#### How to complete this task:
Pull every line of the entries that has the word "golden".

#### Data in this exercise:
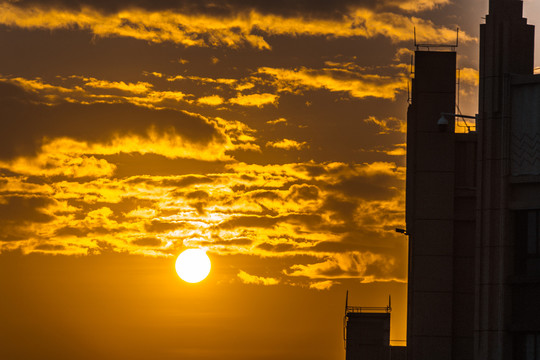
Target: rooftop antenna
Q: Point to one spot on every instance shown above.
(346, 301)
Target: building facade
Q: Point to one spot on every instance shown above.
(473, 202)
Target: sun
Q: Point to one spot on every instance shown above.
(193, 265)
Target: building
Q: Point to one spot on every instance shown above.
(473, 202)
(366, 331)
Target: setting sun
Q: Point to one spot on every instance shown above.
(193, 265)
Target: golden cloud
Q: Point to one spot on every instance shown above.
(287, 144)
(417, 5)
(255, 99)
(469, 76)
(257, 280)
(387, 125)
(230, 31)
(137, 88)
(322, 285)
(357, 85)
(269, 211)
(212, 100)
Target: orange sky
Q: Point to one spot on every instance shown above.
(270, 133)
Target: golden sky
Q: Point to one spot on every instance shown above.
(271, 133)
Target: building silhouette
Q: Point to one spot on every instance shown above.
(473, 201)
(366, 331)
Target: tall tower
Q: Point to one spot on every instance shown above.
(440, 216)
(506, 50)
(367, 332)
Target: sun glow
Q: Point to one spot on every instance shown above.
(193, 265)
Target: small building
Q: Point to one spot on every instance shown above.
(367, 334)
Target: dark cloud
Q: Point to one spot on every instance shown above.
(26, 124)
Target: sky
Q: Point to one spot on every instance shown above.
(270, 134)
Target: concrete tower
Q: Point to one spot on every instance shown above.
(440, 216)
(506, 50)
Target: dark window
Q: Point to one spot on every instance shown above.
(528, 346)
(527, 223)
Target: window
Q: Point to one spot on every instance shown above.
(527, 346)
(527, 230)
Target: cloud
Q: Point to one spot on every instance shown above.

#### Answer for the task:
Target: golden cloud
Target: golden sky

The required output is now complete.